» Work to be completed: Collect every line of the rows that contains the word "light" and copy each one out in full.

» Supplied records:
--------
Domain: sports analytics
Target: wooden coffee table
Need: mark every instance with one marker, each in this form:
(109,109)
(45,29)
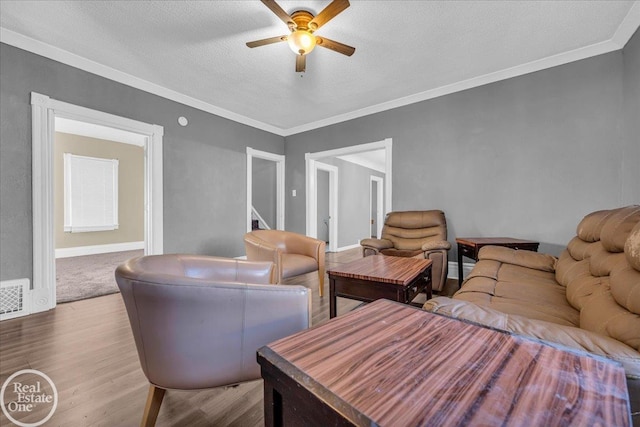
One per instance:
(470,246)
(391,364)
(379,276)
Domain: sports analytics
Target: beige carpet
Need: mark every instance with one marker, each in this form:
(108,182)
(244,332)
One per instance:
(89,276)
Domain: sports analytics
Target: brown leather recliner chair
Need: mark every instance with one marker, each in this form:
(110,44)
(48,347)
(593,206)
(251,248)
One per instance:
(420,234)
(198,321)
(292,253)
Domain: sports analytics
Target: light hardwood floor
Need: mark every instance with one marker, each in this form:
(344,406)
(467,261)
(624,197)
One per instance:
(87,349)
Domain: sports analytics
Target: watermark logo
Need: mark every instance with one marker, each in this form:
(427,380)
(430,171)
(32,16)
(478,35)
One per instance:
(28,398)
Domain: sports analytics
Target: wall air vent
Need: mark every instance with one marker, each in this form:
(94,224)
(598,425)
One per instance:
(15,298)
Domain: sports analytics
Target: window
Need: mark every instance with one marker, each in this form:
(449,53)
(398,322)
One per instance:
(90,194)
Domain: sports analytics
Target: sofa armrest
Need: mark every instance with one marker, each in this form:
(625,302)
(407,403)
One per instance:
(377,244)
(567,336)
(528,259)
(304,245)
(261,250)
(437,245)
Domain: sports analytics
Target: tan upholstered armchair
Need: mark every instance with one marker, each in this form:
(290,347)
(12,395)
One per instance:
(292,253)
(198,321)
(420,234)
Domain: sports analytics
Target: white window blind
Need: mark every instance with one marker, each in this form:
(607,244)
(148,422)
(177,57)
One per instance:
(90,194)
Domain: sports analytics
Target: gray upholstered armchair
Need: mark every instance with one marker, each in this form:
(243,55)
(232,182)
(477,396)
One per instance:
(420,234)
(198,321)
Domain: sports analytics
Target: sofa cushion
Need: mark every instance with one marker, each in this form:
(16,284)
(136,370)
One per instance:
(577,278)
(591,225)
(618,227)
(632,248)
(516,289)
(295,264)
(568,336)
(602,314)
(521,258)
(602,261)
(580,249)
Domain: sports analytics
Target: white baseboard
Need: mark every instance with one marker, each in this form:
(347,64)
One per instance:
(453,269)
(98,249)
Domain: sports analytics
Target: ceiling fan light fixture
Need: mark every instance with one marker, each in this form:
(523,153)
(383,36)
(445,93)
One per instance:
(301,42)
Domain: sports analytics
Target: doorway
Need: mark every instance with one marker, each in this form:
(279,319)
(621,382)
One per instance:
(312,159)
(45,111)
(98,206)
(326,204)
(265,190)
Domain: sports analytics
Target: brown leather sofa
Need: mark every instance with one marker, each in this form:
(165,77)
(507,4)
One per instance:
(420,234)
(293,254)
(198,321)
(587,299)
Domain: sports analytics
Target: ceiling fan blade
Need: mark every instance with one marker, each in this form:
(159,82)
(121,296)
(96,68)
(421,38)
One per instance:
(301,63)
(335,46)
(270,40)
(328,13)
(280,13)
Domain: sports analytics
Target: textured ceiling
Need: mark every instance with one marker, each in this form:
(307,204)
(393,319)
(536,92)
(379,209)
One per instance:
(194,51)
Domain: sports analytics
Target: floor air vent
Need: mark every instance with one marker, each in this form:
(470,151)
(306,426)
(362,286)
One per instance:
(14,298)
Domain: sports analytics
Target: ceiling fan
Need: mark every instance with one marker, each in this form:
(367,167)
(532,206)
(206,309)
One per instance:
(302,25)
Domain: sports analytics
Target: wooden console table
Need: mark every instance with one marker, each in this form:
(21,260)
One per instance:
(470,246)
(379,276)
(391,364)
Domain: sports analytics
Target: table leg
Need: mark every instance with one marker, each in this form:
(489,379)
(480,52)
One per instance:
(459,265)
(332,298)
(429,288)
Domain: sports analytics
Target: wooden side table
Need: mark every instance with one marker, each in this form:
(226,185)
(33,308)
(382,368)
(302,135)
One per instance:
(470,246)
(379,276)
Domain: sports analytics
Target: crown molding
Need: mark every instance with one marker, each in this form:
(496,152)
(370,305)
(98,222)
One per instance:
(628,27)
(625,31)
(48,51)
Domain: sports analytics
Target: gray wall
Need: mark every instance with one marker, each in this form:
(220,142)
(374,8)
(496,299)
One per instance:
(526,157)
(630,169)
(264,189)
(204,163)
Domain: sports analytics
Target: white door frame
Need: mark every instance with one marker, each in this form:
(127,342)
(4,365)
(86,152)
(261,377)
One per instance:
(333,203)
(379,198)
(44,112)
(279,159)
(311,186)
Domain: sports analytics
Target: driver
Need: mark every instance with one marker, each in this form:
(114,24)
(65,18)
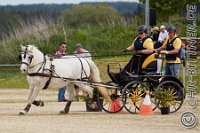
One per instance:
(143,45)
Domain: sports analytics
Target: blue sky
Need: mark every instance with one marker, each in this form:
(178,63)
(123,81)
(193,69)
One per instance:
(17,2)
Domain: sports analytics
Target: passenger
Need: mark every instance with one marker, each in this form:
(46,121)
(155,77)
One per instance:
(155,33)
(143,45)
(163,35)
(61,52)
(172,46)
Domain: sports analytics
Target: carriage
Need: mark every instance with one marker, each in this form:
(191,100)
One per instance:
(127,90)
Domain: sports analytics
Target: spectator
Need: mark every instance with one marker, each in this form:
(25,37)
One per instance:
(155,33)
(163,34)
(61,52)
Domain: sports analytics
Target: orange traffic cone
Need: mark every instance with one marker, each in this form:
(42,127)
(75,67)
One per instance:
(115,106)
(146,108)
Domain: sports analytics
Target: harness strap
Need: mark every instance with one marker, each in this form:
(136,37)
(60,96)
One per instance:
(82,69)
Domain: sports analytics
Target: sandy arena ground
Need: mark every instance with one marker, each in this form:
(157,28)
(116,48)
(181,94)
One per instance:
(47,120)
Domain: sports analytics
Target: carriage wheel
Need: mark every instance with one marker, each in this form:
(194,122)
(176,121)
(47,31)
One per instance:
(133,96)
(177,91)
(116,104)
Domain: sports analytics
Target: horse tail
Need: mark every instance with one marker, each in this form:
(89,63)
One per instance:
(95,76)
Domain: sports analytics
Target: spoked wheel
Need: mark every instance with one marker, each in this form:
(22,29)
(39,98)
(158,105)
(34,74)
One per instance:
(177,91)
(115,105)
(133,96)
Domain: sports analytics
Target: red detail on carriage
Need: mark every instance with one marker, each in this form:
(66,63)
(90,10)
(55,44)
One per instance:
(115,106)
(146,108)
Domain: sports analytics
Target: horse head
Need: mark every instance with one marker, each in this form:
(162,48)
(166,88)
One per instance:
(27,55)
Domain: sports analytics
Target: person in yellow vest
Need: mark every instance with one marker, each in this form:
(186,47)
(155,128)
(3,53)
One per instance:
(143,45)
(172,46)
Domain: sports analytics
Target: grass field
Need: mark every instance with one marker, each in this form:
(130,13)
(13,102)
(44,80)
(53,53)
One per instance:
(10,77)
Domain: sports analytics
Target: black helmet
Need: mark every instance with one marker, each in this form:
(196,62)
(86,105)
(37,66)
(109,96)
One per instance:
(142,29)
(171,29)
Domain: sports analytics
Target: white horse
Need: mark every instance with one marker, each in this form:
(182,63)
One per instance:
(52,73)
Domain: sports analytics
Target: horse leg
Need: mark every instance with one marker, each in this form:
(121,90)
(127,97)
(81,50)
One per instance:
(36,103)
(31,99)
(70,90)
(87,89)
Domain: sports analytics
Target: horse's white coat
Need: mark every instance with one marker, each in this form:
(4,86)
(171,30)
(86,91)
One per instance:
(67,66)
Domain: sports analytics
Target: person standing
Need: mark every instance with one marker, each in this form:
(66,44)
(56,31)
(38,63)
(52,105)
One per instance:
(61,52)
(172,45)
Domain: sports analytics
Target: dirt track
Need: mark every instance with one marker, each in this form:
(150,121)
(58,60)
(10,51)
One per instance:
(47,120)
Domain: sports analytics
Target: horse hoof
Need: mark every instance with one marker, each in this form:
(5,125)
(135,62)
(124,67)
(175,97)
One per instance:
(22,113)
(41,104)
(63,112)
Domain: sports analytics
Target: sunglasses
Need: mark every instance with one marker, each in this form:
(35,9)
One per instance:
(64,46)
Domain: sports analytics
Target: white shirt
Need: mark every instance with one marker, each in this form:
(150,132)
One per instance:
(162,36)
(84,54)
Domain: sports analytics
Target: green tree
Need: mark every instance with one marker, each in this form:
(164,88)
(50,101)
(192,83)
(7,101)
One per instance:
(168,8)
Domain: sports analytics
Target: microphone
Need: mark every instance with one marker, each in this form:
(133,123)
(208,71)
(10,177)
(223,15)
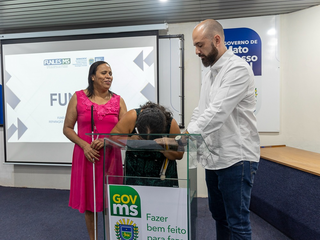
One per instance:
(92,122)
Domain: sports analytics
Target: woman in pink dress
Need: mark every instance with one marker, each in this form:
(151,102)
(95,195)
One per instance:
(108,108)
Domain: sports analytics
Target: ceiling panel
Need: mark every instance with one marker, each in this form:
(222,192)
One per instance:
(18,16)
--------
» Output for this task:
Target: light hardwood floor
Target: ceiling fan light fixture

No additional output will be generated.